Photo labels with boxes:

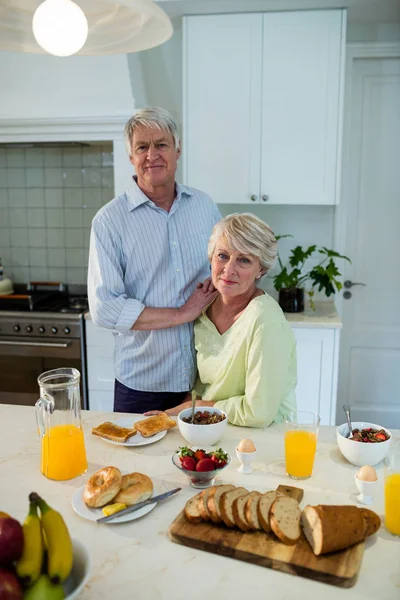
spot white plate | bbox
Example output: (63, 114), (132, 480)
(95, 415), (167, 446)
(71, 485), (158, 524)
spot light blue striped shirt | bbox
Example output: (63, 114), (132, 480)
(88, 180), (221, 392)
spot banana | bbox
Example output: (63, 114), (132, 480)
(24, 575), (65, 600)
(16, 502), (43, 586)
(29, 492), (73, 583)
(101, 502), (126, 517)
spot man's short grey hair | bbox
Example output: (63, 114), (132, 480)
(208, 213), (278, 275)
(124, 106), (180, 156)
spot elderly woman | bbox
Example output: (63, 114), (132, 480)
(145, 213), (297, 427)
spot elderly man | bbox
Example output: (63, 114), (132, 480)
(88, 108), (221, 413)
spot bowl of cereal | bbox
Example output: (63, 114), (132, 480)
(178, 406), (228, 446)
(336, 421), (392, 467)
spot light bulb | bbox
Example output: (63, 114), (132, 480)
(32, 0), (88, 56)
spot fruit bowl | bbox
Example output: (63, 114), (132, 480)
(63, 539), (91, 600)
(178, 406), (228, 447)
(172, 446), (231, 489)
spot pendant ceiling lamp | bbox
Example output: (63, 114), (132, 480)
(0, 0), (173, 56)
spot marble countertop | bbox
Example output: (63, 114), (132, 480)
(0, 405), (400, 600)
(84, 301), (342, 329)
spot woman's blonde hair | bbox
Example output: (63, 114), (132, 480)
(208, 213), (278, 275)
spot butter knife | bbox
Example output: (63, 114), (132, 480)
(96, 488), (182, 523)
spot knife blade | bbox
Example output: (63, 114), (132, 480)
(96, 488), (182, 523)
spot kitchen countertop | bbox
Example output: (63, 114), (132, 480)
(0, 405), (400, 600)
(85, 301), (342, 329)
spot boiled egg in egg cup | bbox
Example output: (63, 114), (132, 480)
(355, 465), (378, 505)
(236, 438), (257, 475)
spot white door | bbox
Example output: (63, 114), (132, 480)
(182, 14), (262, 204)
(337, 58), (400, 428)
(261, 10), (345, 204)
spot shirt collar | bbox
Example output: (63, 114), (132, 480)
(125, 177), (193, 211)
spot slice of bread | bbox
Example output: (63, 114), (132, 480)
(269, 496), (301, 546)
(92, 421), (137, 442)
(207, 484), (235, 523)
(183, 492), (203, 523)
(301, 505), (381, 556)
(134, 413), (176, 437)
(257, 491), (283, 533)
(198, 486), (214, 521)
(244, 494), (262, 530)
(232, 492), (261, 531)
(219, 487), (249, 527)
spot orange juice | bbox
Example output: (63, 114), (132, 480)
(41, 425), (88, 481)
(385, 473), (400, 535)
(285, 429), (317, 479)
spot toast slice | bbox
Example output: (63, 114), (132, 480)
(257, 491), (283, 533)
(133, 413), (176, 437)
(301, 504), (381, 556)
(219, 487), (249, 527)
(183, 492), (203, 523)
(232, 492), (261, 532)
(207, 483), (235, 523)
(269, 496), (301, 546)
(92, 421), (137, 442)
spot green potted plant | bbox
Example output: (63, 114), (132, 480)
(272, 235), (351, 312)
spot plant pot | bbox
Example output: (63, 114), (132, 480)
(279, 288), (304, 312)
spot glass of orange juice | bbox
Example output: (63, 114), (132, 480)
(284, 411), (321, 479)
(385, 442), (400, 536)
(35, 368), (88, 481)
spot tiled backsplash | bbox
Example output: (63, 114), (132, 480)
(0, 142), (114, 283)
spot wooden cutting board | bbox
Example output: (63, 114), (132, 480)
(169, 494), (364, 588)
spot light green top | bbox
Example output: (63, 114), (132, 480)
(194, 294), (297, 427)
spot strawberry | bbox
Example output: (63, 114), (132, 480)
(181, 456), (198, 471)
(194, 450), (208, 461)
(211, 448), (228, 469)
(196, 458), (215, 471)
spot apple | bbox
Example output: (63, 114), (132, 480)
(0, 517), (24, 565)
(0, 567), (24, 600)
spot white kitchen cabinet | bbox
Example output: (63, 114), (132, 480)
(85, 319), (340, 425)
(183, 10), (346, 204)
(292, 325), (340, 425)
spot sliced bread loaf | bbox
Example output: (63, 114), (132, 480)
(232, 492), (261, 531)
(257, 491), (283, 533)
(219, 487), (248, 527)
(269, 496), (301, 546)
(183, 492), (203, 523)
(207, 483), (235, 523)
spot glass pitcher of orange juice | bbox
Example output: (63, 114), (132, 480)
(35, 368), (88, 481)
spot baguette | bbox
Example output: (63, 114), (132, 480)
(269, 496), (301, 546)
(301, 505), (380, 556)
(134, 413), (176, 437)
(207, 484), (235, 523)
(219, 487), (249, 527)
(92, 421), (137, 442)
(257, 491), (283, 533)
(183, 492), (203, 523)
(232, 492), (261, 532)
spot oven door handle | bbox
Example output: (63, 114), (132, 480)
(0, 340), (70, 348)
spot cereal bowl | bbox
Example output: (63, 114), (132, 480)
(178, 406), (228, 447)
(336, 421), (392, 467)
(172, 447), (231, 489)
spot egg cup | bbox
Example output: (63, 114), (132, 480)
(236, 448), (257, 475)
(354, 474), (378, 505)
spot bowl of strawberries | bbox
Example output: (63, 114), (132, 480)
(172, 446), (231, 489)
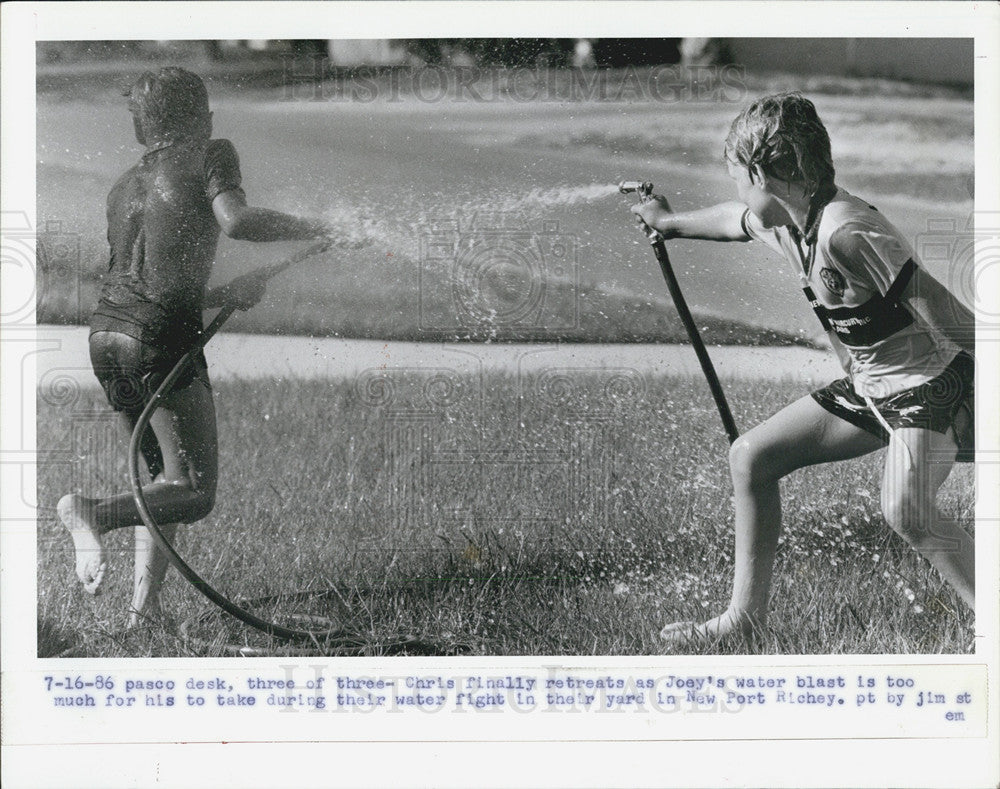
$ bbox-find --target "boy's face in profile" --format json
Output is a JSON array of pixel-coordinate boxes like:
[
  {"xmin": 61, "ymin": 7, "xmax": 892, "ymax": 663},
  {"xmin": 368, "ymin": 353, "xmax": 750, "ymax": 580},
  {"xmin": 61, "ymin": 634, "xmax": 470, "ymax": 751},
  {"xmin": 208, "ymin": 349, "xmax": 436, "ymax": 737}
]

**Exercise aim:** Retype all of the material above word for word, leaving out the pictures.

**The response:**
spot white plate | bbox
Example output: (63, 114), (132, 480)
(95, 415), (167, 446)
(71, 485), (158, 524)
spot light blue striped shirt | bbox
Example output: (63, 114), (132, 480)
(88, 180), (221, 392)
spot banana | bbox
Example output: (63, 114), (132, 480)
(24, 575), (65, 600)
(16, 502), (43, 586)
(29, 492), (73, 583)
(101, 502), (126, 517)
spot man's short grey hair | bbox
Example output: (63, 114), (132, 480)
(208, 213), (278, 275)
(124, 106), (180, 156)
spot elderly woman | bbox
Example output: (63, 114), (132, 480)
(145, 213), (297, 427)
spot elderly man | bbox
Example output: (63, 114), (132, 480)
(88, 108), (221, 413)
spot bowl of cereal | bbox
Example output: (63, 114), (132, 480)
(178, 406), (228, 446)
(336, 421), (392, 467)
spot light bulb | bbox
Example output: (63, 114), (132, 480)
(32, 0), (88, 56)
spot fruit bowl | bbox
Example output: (63, 114), (132, 480)
(63, 539), (91, 600)
(178, 406), (228, 447)
(172, 446), (231, 489)
spot pendant ceiling lamp | bbox
Example output: (63, 114), (132, 480)
(0, 0), (173, 56)
spot marble countertop | bbox
Example output: (63, 114), (132, 480)
(0, 405), (400, 600)
(84, 301), (342, 329)
spot woman's blonde hair | bbox
Example output: (63, 114), (132, 480)
(208, 213), (278, 275)
spot butter knife | bbox
Example output: (63, 114), (132, 480)
(96, 488), (182, 523)
spot knife blade | bbox
Example output: (63, 114), (132, 480)
(96, 488), (182, 523)
spot kitchen countertop | bbox
Example output: (63, 114), (132, 480)
(0, 405), (400, 600)
(85, 301), (342, 329)
spot boiled egg in egg cup | bbox
Example output: (63, 114), (132, 480)
(355, 465), (378, 505)
(236, 438), (257, 475)
spot white door | bbox
Example output: (63, 114), (132, 480)
(182, 14), (262, 204)
(337, 58), (400, 428)
(261, 10), (345, 204)
spot shirt collar | bbox
Example output: (63, 114), (132, 480)
(125, 177), (193, 211)
spot slice of bread | bbox
Example output: (63, 114), (132, 480)
(269, 496), (301, 546)
(92, 421), (137, 442)
(207, 484), (235, 523)
(183, 492), (203, 523)
(301, 505), (381, 556)
(134, 413), (176, 437)
(257, 491), (283, 533)
(198, 486), (214, 521)
(244, 494), (262, 530)
(232, 492), (261, 531)
(219, 487), (249, 527)
spot orange juice | bbox
Example output: (63, 114), (132, 480)
(41, 425), (88, 481)
(385, 473), (400, 535)
(285, 429), (317, 479)
spot toast slice | bbox
Example output: (63, 114), (132, 480)
(257, 491), (283, 533)
(133, 413), (176, 437)
(301, 504), (381, 556)
(219, 487), (249, 527)
(183, 492), (203, 523)
(232, 492), (261, 532)
(207, 483), (235, 523)
(269, 496), (301, 546)
(92, 421), (137, 442)
spot green potted plant | bbox
Example output: (63, 114), (132, 480)
(272, 235), (351, 312)
spot plant pot | bbox
Example output: (63, 114), (132, 480)
(279, 288), (304, 312)
spot glass of orange juice | bbox
Example output: (63, 114), (132, 480)
(284, 411), (321, 479)
(385, 442), (400, 536)
(35, 368), (88, 481)
spot tiled backsplash | bbox
Example output: (63, 114), (132, 480)
(0, 142), (114, 283)
spot wooden cutting board | bbox
Example output: (63, 114), (132, 480)
(169, 494), (364, 588)
spot light green top | bbox
Example output: (63, 114), (132, 480)
(194, 294), (297, 427)
spot strawberry | bbox
Example output: (63, 114), (132, 480)
(181, 456), (198, 471)
(194, 450), (208, 461)
(211, 448), (228, 469)
(196, 458), (215, 471)
spot apple | bbox
Example output: (63, 114), (132, 480)
(0, 517), (24, 565)
(0, 567), (24, 600)
spot white kitchen cabinet | bbox
Example output: (63, 114), (132, 480)
(85, 319), (340, 425)
(183, 10), (346, 204)
(292, 325), (340, 425)
spot sliced bread loaf | bbox
Example output: (63, 114), (132, 480)
(232, 492), (261, 531)
(257, 491), (283, 533)
(219, 487), (248, 527)
(269, 496), (301, 546)
(183, 492), (203, 523)
(207, 483), (235, 523)
spot glass pitcher of orange juice | bbox
Example output: (63, 114), (132, 480)
(35, 368), (88, 481)
spot baguette | bbox
Example output: (63, 114), (132, 480)
(269, 496), (301, 546)
(301, 505), (380, 556)
(134, 413), (176, 437)
(207, 484), (235, 523)
(219, 487), (249, 527)
(92, 421), (137, 442)
(257, 491), (283, 533)
(183, 492), (203, 523)
(232, 492), (261, 532)
spot oven door handle | bbox
Example output: (63, 114), (132, 480)
(0, 340), (70, 348)
spot cereal bowl | bbox
Example output: (63, 114), (132, 480)
(178, 406), (228, 447)
(336, 421), (392, 467)
(172, 447), (231, 489)
spot egg cup | bbox
Example output: (63, 114), (132, 480)
(236, 448), (257, 475)
(354, 474), (378, 505)
spot bowl of strawberries | bbox
Example output: (63, 114), (132, 480)
(172, 446), (231, 489)
$ bbox-find --target "boy's face in profile" --format json
Output is a JSON array of pixel-coordinate boxes like:
[
  {"xmin": 61, "ymin": 7, "xmax": 892, "ymax": 663},
  {"xmin": 368, "ymin": 353, "xmax": 750, "ymax": 580},
  {"xmin": 61, "ymin": 634, "xmax": 470, "ymax": 751},
  {"xmin": 208, "ymin": 349, "xmax": 436, "ymax": 737}
]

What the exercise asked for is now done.